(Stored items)
⁂

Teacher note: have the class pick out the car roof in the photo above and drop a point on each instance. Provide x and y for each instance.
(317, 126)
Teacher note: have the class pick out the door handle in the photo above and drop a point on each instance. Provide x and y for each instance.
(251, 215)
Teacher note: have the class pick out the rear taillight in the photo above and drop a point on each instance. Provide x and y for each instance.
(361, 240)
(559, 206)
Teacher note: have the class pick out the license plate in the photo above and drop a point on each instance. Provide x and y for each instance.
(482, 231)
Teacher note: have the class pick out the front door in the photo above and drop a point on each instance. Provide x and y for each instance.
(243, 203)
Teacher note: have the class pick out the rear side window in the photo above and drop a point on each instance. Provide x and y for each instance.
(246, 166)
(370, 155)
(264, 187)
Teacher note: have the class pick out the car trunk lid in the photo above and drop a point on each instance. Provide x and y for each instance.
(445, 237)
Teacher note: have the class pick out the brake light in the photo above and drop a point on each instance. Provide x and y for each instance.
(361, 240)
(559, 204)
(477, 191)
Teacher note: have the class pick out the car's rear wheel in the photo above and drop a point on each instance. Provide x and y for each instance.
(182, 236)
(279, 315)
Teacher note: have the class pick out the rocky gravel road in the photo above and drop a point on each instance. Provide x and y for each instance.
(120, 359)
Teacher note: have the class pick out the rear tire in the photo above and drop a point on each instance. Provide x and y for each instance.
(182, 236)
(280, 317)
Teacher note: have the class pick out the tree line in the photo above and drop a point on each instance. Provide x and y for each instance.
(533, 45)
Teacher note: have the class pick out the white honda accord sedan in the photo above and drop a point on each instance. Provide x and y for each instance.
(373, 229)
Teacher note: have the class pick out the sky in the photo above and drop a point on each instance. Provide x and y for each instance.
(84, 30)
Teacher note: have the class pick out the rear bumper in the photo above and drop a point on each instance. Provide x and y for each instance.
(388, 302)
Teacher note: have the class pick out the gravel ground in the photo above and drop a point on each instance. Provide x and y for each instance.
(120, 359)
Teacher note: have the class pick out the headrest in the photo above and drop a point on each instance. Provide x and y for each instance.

⁂

# Stated problem:
The required output is the span of lines from the one containing "Teacher note: have the class pick out the brake" to the last line, reproduced character for character.

# The solution:
Teacher note: have the class pick out the brake light in the photo above and drop a point on each instance. Provide x and y for each instance.
(361, 240)
(559, 204)
(477, 191)
Teacher note: have the class pick out the car's rear wheel in the photo above and drop a point on each instance. Provide x and y for each instance.
(182, 236)
(279, 315)
Teacher note: have the class pick out the rocky gravel road in the photo above and drop a point on each instance. Provide x and y for each instance.
(120, 359)
Teacher note: have the class pick out the rear tire in the photo above and drop a point on each instance. Provide x and y for each instance.
(182, 236)
(280, 317)
Teacher note: have the class pick out the tree line in the photo above and drop a point on each instance. Provide x and y for each instance.
(533, 45)
Teacher note: have the class pick out the white honda accord sedan in the photo above and drop a point on each instance. Provide x and y for each instance.
(373, 229)
Teacher note: have the class pick out the sky in the photo above and drop a point on each instance. Provide x and y for each instance.
(84, 30)
Teacher note: have the class pick out the rear bumper in the photo above and drop a point on each instance. Provide x and y for each instance.
(388, 302)
Teacher note: have the class pick out the gravel ground in the photo above and drop a point on each instance. Provide x and y for each instance.
(120, 359)
Teacher note: have the class pick out the headrest in the photo above and drop a point on each instance. Provide x and y for each instance.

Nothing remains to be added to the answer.